### PROBLEM
Reproduce the data from its first line up to and including the line with "34 172 L 33", swapping "green leaf" for "red leaf" and keeping everything else identical.
^^^^
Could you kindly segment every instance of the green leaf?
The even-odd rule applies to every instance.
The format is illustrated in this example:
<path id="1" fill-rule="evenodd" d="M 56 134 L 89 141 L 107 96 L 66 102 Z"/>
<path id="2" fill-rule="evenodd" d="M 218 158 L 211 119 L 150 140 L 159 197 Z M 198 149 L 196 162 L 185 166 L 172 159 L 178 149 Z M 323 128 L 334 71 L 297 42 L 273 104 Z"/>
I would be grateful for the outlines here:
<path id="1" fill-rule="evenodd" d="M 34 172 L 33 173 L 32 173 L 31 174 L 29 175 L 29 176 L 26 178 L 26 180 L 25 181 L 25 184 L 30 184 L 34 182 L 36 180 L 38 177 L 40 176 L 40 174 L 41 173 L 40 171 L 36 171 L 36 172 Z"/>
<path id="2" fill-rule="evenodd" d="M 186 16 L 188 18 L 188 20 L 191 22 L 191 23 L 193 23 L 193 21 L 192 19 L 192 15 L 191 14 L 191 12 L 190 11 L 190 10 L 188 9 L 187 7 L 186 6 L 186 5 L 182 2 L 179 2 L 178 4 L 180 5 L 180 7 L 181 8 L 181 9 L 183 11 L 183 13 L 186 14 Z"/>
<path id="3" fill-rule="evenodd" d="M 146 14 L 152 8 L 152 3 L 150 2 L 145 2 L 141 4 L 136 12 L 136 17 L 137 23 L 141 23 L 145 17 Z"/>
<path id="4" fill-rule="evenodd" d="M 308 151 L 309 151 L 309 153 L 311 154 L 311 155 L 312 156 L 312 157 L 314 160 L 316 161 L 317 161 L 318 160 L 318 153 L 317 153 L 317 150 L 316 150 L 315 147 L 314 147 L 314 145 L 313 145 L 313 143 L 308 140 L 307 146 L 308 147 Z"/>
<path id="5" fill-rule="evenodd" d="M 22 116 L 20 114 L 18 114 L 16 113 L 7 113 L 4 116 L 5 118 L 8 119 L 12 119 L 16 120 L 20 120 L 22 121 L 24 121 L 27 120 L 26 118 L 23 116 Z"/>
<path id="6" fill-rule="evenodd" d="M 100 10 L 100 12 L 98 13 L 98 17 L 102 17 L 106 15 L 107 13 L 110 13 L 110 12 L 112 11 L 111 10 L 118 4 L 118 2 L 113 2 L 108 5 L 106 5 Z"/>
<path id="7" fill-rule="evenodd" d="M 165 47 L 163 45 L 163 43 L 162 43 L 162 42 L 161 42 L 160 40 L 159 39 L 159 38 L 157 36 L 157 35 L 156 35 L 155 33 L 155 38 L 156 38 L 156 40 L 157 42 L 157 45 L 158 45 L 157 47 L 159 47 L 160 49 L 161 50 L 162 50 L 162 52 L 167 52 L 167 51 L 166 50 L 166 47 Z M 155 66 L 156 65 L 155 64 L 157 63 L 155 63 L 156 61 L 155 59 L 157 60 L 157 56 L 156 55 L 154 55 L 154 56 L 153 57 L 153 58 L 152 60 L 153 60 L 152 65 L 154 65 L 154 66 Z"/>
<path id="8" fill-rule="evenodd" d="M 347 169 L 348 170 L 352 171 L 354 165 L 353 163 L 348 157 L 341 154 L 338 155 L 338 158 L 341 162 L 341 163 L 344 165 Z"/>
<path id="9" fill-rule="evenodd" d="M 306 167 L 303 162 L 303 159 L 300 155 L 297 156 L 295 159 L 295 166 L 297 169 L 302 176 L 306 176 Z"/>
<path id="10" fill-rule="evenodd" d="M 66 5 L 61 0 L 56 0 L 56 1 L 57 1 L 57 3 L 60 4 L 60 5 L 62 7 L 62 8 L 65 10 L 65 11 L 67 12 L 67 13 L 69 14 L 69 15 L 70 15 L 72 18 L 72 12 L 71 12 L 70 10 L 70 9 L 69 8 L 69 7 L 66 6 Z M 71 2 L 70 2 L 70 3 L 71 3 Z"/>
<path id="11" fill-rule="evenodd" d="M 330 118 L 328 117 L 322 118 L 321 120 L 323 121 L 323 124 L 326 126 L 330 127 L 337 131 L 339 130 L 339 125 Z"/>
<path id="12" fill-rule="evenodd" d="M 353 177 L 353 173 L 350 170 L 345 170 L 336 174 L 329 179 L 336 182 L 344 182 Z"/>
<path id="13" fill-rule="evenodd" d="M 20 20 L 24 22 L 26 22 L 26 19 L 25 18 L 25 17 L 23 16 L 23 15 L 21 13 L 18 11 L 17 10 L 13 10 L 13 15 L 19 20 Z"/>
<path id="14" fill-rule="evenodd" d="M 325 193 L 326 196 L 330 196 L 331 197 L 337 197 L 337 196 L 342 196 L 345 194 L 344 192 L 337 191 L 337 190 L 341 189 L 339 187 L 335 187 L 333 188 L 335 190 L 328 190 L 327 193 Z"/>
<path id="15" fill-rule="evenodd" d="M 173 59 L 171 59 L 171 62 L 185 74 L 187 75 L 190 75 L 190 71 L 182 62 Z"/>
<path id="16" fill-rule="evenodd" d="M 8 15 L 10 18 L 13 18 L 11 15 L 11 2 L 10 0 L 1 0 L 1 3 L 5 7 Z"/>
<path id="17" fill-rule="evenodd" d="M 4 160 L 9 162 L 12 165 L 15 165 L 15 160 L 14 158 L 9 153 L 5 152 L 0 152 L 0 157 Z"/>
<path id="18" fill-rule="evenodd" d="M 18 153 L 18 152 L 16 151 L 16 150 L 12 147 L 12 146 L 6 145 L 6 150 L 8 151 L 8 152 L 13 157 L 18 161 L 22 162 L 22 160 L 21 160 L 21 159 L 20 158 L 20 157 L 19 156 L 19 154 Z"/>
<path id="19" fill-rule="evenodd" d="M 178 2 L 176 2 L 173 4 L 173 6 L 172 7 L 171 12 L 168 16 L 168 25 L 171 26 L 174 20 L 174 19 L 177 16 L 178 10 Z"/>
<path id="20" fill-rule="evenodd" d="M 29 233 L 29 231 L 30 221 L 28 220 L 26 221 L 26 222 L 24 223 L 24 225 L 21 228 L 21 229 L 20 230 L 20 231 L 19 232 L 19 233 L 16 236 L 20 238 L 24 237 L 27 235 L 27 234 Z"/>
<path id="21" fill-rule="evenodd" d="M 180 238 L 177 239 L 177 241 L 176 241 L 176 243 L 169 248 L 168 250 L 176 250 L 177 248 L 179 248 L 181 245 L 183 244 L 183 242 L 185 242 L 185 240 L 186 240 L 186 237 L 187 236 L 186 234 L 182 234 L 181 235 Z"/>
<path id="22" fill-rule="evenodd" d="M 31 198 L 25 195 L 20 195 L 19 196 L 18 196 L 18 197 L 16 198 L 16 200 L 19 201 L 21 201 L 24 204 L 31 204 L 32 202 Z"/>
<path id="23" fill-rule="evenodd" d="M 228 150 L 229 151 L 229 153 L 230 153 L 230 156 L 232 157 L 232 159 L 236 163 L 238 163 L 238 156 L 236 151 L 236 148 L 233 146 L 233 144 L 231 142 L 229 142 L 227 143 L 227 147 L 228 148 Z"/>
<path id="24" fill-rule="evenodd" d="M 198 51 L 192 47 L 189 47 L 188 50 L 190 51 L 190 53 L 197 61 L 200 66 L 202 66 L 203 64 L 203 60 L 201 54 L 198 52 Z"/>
^^^^
### OUTPUT OF THE EXERCISE
Could you kindly segment every instance of the red leaf?
The even-odd rule applies to every instance.
The format is illustrated in this example:
<path id="1" fill-rule="evenodd" d="M 56 134 L 89 141 L 107 96 L 66 102 Z"/>
<path id="2" fill-rule="evenodd" d="M 218 158 L 211 119 L 150 140 L 159 197 Z M 198 149 L 196 162 L 185 166 L 172 159 L 178 149 Z M 323 128 L 334 71 L 297 42 L 273 104 Z"/>
I would be grateful for the outlines here:
<path id="1" fill-rule="evenodd" d="M 34 172 L 33 173 L 32 173 L 31 174 L 29 175 L 29 176 L 26 178 L 26 180 L 25 181 L 25 184 L 30 184 L 34 182 L 36 180 L 38 177 L 40 176 L 40 174 L 41 173 L 40 171 L 36 171 L 36 172 Z"/>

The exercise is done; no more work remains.